WHAT YOU ARE ASKED TO DO => Copy the line with "Identify the dirt" and all lines following it through the last line of the entries, exactly as written.

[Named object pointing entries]
****
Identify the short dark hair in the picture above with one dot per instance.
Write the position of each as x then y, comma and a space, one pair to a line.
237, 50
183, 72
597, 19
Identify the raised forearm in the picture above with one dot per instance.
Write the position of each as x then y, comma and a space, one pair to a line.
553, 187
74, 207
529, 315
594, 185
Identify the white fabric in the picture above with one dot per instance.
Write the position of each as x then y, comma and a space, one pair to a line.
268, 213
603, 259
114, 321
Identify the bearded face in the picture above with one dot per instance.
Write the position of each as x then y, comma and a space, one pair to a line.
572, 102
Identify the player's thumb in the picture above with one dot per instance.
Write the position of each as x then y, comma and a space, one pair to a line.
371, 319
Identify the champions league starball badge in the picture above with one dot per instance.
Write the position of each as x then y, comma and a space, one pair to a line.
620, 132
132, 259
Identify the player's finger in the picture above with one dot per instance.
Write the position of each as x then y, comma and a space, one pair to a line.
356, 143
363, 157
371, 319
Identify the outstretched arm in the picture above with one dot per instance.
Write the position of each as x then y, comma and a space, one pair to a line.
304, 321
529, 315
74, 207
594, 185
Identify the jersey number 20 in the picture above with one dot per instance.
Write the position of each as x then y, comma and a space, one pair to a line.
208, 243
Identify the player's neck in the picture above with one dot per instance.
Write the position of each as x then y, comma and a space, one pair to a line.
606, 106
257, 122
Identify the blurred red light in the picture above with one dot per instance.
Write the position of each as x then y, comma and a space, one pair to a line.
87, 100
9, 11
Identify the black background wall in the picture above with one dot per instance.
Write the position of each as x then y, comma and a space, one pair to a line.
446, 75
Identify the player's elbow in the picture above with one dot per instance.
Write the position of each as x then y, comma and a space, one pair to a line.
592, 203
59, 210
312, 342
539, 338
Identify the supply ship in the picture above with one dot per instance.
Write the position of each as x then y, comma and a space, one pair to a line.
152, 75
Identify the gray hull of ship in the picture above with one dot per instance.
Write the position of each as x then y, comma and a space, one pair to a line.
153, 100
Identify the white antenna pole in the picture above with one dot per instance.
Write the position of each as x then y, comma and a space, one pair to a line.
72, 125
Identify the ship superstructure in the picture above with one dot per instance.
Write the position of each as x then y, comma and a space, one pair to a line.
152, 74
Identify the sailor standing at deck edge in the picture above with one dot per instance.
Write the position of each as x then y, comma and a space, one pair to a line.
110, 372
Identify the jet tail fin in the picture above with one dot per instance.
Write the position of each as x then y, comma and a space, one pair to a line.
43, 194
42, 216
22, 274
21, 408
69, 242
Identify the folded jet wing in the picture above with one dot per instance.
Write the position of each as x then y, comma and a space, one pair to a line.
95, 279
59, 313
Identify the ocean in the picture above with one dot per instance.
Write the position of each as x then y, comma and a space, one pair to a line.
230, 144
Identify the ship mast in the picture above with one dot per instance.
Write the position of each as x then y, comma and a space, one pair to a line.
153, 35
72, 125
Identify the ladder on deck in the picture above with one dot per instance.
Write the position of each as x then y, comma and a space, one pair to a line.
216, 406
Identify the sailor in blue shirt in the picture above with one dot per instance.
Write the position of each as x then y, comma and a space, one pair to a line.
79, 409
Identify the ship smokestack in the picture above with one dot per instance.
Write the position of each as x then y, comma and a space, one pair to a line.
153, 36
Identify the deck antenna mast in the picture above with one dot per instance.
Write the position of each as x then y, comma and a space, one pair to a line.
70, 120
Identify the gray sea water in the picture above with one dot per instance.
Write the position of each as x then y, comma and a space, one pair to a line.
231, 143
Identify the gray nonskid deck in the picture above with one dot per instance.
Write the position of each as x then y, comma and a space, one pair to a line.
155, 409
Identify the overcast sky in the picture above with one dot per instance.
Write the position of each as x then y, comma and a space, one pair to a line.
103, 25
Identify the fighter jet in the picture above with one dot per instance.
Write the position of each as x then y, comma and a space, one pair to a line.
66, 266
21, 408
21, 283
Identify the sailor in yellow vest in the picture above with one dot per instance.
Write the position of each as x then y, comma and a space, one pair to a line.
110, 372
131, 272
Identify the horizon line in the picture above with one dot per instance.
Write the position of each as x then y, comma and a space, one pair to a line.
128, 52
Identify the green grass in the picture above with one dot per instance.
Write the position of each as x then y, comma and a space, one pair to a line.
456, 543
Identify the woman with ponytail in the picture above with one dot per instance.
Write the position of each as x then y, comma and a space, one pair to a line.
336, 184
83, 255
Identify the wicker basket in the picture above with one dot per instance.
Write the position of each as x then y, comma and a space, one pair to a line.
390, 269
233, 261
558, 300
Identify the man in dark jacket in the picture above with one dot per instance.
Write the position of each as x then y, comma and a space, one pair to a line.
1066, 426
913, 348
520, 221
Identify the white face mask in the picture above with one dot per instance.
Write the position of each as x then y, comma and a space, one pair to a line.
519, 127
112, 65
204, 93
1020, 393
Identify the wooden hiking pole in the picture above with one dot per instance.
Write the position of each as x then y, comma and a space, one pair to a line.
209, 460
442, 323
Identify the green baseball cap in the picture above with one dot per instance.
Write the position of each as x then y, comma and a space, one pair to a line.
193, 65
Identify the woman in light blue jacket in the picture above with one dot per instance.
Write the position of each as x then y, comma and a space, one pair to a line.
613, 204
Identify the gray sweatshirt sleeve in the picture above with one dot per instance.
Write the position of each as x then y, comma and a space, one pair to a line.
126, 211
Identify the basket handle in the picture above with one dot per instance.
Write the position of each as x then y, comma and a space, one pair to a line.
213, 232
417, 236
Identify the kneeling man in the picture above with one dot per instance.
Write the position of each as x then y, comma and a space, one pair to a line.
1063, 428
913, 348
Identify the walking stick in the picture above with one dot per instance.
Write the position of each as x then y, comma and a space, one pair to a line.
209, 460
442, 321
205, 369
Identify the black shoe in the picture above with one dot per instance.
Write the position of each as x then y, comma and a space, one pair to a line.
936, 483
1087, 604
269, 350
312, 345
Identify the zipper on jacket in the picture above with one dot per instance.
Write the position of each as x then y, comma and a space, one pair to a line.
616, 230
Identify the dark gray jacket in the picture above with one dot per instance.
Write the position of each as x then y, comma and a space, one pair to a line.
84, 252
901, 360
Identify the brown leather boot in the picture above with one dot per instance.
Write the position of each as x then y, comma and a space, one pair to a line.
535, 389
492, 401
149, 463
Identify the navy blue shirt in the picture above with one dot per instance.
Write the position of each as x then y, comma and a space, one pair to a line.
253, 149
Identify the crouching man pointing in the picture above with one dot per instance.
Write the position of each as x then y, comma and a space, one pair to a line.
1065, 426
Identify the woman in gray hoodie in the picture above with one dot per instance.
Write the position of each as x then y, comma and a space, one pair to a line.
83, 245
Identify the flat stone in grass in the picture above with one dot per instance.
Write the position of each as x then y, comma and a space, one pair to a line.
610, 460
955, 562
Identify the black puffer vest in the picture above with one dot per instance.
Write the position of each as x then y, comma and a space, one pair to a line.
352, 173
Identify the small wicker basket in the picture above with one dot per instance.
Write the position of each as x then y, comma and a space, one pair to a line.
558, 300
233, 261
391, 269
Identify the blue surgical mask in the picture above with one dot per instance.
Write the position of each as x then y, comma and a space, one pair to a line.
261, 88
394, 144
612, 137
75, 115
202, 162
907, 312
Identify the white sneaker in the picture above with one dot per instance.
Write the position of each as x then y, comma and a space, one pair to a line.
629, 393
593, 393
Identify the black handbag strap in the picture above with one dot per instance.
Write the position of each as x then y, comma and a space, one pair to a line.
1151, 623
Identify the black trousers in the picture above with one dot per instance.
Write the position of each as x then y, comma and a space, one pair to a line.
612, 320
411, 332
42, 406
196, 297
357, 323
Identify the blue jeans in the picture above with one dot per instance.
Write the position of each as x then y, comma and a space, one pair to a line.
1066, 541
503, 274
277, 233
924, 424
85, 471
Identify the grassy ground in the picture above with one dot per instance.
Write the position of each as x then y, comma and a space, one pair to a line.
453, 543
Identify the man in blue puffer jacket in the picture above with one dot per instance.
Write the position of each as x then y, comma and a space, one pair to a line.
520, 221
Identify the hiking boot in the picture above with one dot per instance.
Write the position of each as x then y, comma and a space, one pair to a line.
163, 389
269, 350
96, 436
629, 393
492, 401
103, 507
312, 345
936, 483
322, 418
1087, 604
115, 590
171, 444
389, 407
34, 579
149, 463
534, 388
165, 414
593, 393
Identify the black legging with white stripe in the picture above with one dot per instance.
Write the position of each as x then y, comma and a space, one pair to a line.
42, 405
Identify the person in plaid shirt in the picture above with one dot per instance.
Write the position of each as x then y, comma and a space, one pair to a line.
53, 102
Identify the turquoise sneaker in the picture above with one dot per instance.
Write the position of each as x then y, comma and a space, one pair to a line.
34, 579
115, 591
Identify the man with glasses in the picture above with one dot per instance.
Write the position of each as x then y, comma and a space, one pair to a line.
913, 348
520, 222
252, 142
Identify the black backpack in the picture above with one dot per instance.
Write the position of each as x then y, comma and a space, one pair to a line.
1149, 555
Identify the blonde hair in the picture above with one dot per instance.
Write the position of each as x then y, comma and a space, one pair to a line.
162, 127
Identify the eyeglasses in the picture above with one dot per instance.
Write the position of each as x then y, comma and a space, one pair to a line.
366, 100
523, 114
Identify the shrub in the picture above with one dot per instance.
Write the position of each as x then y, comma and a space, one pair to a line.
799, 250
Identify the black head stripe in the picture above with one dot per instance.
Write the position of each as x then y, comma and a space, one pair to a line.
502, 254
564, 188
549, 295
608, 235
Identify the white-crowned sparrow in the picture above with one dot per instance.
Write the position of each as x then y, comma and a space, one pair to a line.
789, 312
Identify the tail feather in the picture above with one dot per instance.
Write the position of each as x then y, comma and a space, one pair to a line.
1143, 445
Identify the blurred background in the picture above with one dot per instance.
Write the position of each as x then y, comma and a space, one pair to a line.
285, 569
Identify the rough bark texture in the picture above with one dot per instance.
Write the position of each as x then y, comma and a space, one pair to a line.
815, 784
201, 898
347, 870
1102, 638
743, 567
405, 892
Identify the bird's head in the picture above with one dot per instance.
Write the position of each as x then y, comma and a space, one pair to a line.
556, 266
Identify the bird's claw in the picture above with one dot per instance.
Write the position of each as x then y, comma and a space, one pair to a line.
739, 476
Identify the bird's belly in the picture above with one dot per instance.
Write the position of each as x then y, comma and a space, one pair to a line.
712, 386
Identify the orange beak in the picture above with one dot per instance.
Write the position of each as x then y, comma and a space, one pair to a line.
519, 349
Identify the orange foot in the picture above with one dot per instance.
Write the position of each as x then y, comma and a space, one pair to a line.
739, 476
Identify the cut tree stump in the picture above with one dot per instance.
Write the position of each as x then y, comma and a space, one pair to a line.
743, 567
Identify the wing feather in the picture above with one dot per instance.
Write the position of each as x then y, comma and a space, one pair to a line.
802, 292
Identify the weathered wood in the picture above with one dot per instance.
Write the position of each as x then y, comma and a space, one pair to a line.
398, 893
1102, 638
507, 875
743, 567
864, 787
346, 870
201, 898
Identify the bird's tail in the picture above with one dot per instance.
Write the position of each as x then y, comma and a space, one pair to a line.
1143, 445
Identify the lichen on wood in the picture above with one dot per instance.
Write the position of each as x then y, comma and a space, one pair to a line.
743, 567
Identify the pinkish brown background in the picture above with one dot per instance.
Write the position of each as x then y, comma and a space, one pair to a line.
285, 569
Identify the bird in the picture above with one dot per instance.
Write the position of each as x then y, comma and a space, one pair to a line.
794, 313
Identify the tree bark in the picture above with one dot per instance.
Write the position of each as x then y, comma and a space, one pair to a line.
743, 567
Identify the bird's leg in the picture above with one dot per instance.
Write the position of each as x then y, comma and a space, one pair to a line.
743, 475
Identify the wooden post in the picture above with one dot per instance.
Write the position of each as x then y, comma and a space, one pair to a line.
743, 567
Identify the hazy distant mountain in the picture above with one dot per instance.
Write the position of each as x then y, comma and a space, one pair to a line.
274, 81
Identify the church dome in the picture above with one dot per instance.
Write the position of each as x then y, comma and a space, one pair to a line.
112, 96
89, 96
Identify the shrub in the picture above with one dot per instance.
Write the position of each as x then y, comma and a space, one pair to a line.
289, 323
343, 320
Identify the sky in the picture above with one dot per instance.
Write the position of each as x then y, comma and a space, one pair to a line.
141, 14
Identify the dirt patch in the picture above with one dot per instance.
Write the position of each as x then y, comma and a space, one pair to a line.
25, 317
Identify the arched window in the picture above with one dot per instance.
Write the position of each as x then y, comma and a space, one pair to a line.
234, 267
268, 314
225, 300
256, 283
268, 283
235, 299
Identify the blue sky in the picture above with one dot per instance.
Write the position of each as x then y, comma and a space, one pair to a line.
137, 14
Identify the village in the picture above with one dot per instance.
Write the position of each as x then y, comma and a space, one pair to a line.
****
SOLUTION TO THIS PROBLEM =>
Identify the dirt patch in the picture above with one dot per instance.
Write the position of each as x then y, comma and a space, one pair to a line.
25, 317
Identify the arched window in the picture above with one dot per instance.
Write the position of each as x then y, comma and a space, one pair to a line.
234, 267
268, 314
225, 300
256, 283
268, 283
235, 299
Identify the blue sky in the picture above with one dot per instance.
Write the position of each as x then y, comma and a space, one pair to a line.
137, 14
Identify the village in the picture above with one dot per instance.
Write the position of each as x then y, comma and a space, one pair to a line.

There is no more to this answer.